The exercise =
Pull out every line in the rows below that contains the word "concrete".

Records supplied =
******************************
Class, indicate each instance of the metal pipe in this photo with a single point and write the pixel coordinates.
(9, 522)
******************************
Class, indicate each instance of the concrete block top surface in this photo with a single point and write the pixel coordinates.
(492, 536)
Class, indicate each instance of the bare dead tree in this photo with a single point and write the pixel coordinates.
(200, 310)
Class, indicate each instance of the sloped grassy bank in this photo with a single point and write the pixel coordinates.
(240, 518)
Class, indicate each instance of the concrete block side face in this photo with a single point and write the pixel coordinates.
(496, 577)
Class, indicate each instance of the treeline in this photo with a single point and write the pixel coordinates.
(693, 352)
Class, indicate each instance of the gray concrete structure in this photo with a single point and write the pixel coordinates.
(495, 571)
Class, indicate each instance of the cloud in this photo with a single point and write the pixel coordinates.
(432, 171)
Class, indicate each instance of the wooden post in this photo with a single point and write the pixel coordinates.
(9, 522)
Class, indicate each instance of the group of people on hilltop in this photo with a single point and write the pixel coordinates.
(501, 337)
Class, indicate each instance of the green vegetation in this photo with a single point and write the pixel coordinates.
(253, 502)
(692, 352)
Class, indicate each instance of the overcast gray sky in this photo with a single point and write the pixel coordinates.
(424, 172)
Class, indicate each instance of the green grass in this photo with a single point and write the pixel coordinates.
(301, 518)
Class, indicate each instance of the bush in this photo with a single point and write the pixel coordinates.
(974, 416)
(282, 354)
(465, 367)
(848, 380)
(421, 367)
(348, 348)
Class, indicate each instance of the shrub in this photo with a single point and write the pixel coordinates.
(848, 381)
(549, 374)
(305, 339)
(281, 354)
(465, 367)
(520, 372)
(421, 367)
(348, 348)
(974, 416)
******************************
Result below =
Class, indicate each instance of the concrete block top surface in this photo with a single point and write the pixel coordinates.
Class, indicate each instance of the concrete block side face in this photo with a single point and write the pixel coordinates.
Class, indicate each instance of the gray concrete structure in this photo with a single point and write the pixel coordinates.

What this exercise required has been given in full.